- [Goal] Reproduce the records below from the line with "swab, written as integer pixel values." through the end of the records, both ends included, keeping the requests and multiplying each pixel coordinate in the answers by 1.55, rounded to the nearest whole number with halves going up. Return only those lines.
☆ ☆ ☆ ☆ ☆ ☆ ☆
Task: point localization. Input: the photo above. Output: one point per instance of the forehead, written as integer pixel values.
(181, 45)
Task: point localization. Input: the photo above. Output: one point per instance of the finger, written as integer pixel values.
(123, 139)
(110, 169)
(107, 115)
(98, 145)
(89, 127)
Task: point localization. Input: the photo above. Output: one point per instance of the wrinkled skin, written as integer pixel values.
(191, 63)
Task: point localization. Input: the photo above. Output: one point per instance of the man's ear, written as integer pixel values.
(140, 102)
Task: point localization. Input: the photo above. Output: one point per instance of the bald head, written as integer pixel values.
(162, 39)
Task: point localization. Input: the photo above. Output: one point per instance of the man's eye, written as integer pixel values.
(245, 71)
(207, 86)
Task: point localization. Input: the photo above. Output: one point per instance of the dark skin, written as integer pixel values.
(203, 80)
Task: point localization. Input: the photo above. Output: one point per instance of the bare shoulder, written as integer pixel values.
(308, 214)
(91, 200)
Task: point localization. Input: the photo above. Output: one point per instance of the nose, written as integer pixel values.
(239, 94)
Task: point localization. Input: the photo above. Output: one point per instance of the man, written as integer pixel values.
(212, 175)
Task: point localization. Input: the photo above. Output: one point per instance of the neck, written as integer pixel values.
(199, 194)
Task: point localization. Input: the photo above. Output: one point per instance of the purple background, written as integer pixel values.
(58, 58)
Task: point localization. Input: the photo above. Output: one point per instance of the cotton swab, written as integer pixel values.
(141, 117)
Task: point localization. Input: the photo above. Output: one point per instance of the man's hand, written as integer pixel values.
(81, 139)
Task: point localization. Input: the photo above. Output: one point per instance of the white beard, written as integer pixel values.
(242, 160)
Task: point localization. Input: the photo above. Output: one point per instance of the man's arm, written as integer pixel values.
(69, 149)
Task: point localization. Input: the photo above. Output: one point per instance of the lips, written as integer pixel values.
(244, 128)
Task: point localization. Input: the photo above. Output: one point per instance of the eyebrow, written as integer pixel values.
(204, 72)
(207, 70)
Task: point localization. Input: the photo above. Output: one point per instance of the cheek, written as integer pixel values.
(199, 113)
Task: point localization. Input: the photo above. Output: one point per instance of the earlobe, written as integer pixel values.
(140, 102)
☆ ☆ ☆ ☆ ☆ ☆ ☆
- [Response to this exercise]
Task: point localization. Input: the photo above. Output: one point per instance of the cotton swab, written as integer pixel values.
(219, 181)
Task: point localization. Input: the photo above. Output: one point per instance of the man's hand, written as integer pixel values.
(126, 215)
Task: point localization. Input: the photo above. Output: one point per instance of the white beard, written as integer pixel values.
(375, 248)
Task: point localization. Input: the photo above. Output: one point per instance of the man's arm, written as integer pixel values.
(107, 231)
Task: point localization. Input: the photo above. Output: one point per instance of the lips, written as integer pixel values.
(378, 198)
Task: point localization. Input: the photo above. Output: one point per instance of the eyebrow, written as integer pixel values.
(316, 112)
(321, 109)
Task: point localization. Input: the photo above. Output: one point per instance of the cheek, written as integer pixel values.
(308, 175)
Task: point localization. Input: the photo above. Output: one point per instance of the earlobe, written as integer pixel values.
(217, 158)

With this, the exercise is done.